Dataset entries
┄┄┄┄┄┄┄┄┄┄┄┄┄┄┄┄┄┄┄┄
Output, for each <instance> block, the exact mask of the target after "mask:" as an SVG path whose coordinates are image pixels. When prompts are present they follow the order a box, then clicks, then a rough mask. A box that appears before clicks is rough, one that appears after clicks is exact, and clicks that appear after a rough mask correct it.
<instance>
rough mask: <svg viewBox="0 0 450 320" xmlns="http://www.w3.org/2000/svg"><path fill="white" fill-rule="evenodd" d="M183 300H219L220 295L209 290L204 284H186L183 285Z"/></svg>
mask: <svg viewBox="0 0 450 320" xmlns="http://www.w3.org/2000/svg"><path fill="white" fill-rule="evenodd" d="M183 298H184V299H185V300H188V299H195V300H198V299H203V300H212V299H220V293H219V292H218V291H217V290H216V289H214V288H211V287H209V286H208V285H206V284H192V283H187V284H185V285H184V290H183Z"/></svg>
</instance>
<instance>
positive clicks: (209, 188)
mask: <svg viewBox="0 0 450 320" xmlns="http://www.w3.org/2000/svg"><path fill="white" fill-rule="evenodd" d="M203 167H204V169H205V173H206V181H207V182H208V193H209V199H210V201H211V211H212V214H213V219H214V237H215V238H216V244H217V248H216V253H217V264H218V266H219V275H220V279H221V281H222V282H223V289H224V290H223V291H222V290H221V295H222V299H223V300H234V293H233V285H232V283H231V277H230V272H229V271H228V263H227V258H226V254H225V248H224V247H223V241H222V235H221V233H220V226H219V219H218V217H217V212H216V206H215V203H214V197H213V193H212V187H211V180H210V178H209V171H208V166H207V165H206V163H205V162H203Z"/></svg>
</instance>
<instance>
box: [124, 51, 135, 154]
┄┄┄┄┄┄┄┄┄┄┄┄┄┄┄┄┄┄┄┄
Problem description - Write out the entries above once more, without altering anything.

Response for this exercise -
Output, for each <instance> block, the exact mask of the target after "mask:" as an SVG path whose coordinates are image pixels. When prompts are present they follow the order a box, then clicks, then a rough mask. A box that appears before clicks is rough, one that appears after clicks is exact, and clicks that appear after a rough mask correct it.
<instance>
rough mask: <svg viewBox="0 0 450 320" xmlns="http://www.w3.org/2000/svg"><path fill="white" fill-rule="evenodd" d="M183 300H219L220 295L209 290L204 284H186L183 285Z"/></svg>
mask: <svg viewBox="0 0 450 320" xmlns="http://www.w3.org/2000/svg"><path fill="white" fill-rule="evenodd" d="M183 298H184V299H185V300H188V299H195V300H198V299H203V300H212V299H220V293H219V292H218V291H217V290H216V289H214V288H211V287H209V286H208V285H206V284H192V283H187V284H185V285H184V290H183Z"/></svg>
</instance>
<instance>
positive clicks: (209, 188)
mask: <svg viewBox="0 0 450 320" xmlns="http://www.w3.org/2000/svg"><path fill="white" fill-rule="evenodd" d="M203 167H204V169H205V173H206V181H207V182H208V193H209V199H210V201H211V211H212V214H213V219H214V237H215V238H216V244H217V248H216V253H217V264H218V266H219V275H220V279H221V281H222V282H223V289H224V290H223V291H222V290H221V295H222V299H223V300H234V293H233V285H232V283H231V277H230V272H229V271H228V263H227V258H226V254H225V248H224V247H223V241H222V235H221V233H220V226H219V219H218V217H217V212H216V206H215V203H214V197H213V193H212V187H211V180H210V178H209V171H208V166H207V165H206V163H205V162H203Z"/></svg>
</instance>
<instance>
box: [124, 51, 135, 154]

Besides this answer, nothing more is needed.